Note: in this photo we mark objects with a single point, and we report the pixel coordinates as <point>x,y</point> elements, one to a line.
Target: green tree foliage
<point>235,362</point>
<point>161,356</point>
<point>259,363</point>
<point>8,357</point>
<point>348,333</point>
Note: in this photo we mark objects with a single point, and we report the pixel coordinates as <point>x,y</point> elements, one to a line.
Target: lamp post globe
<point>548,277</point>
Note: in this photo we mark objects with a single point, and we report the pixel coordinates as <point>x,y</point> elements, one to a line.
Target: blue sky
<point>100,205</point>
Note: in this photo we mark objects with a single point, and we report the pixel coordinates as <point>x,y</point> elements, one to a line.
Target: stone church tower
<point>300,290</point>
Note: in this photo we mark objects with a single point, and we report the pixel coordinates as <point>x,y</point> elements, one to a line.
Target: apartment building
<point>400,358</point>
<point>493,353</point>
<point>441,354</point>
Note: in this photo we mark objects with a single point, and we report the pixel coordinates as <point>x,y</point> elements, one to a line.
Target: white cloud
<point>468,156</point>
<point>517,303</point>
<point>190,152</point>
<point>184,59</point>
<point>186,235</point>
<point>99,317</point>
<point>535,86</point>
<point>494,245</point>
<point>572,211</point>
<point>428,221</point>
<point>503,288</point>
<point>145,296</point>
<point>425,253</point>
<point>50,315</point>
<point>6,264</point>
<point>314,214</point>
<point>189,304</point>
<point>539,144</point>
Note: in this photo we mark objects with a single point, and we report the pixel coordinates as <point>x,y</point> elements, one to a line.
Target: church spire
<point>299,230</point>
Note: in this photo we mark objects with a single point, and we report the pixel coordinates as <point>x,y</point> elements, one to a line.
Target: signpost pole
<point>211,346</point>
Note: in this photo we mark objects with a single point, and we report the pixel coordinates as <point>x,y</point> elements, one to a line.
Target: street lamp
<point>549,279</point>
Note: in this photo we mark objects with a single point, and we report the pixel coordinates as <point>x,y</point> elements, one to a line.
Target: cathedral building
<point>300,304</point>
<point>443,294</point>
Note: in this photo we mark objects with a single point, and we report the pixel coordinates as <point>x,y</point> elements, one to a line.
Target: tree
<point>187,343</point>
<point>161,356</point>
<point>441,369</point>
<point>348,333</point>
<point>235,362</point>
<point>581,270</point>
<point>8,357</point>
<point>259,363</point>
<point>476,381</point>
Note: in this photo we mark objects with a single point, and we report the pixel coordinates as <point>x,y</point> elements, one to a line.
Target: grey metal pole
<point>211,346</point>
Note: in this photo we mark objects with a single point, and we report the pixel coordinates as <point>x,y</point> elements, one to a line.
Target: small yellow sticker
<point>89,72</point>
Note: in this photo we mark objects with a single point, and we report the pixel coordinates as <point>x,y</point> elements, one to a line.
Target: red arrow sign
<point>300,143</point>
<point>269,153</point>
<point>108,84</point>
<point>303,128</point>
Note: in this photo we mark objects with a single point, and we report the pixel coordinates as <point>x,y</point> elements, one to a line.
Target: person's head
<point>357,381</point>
***
[Instructions to follow] Reproduce the records above with every character intact.

[Response box]
Note: in this photo we mark objects with a single point, and we report the pixel coordinates as <point>x,y</point> elements, one to a line.
Target: green tree foliage
<point>235,362</point>
<point>161,356</point>
<point>259,363</point>
<point>8,357</point>
<point>348,333</point>
Note: in this photo we mark objects with a single point, and we report the pixel coordinates as <point>x,y</point> elements, one to a line.
Target: lamp post globe
<point>548,277</point>
Note: in this photo we mark objects with a single point, and we report the pixel coordinates as <point>x,y</point> elements, one to a line.
Target: blue sky
<point>100,205</point>
Note: in this photo we mark objects with a single point, and we report the pixel coordinates as <point>x,y</point> elements, one to a line.
Target: stone church tower
<point>300,290</point>
Note: in this photo we mark objects with a single point, and we report the pixel coordinates as <point>x,y</point> elements, one to a line.
Target: apartment building
<point>400,358</point>
<point>493,353</point>
<point>441,354</point>
Note: in this photo we mark objects with a single point, and we report the pixel coordinates as <point>x,y</point> elements, one to a line.
Target: white cloud
<point>468,156</point>
<point>517,303</point>
<point>190,152</point>
<point>184,59</point>
<point>186,235</point>
<point>99,317</point>
<point>535,86</point>
<point>494,245</point>
<point>572,211</point>
<point>428,221</point>
<point>503,288</point>
<point>145,296</point>
<point>425,253</point>
<point>50,315</point>
<point>6,264</point>
<point>314,214</point>
<point>189,304</point>
<point>539,144</point>
Note: in this photo we mark objects with a single point, and we report the pixel coordinates as <point>x,y</point> elements, one to a line.
Target: church spire
<point>299,230</point>
Note: in this photo we mark objects with a single point, and we report the pixel coordinates as <point>x,y</point> elements, one to a line.
Target: signpost pole
<point>211,346</point>
Note: in this photo we mark objects with a single point, and we report the pixel coordinates as <point>x,y</point> elements, one to a line.
Target: street lamp
<point>549,279</point>
Note: in this photo we mark objects with a single point, and we report the pixel coordinates as <point>x,y</point> elements, one to a line.
Target: cathedral building
<point>300,304</point>
<point>443,294</point>
Note: in this photo we mark objects with a single point, and we report the pixel coordinates as <point>x,y</point> elements, one to a line.
Target: tree
<point>187,343</point>
<point>161,356</point>
<point>441,369</point>
<point>348,333</point>
<point>235,362</point>
<point>581,270</point>
<point>8,357</point>
<point>259,363</point>
<point>476,381</point>
Note: in this photo we mark objects with a single point, and we report the pixel coordinates as <point>x,y</point> elements, one to a line.
Target: grey metal pole
<point>211,346</point>
Note: in this photo we mark objects with a single point, and we report the pixel coordinates as <point>x,y</point> elements, one to a line.
Target: small yellow sticker
<point>89,72</point>
Note: in this photo we mark objects with a single point, and we report the pixel coordinates as <point>x,y</point> elements, one to a line.
Target: red arrow sign
<point>300,143</point>
<point>269,153</point>
<point>108,84</point>
<point>303,128</point>
Note: in this photo we mark objects with a single point, and we report the pixel coordinates as <point>x,y</point> elements, one to a line.
Target: person's head
<point>357,381</point>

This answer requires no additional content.